*Material supplied*:
──────

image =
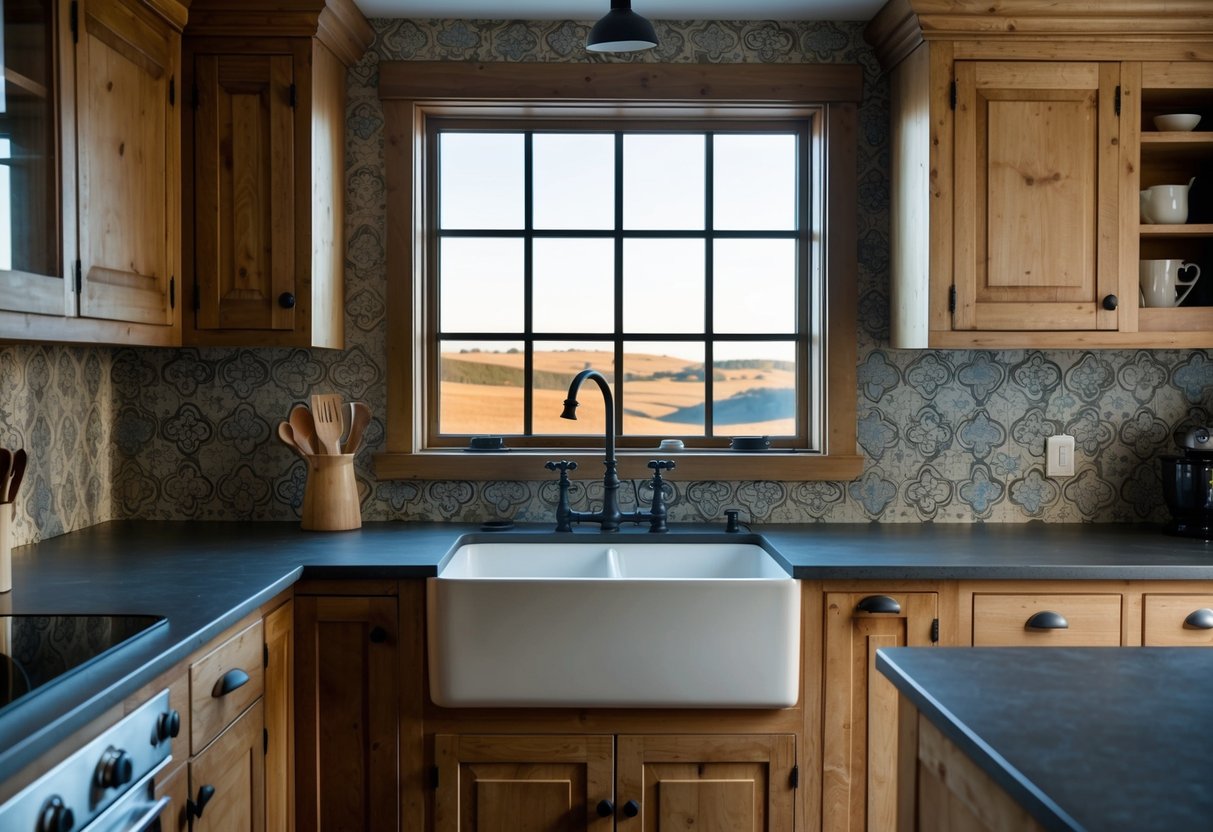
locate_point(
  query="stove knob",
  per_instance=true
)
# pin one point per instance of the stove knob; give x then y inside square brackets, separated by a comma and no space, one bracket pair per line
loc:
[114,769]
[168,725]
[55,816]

──────

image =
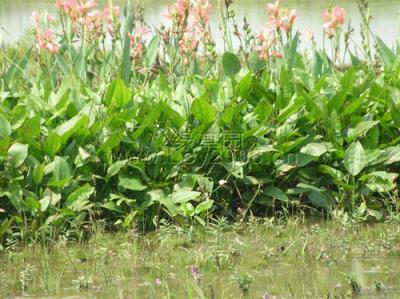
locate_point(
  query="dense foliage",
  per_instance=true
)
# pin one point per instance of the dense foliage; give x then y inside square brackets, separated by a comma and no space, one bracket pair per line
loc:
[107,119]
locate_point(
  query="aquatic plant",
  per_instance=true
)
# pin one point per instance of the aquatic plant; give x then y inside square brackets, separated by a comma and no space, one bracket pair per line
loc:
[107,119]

──────

*What the exercise asks*: Show every line of the records above that contains the string "query".

*Solution*:
  query="stove knob",
  query="dense foliage",
  query="aquatic plant",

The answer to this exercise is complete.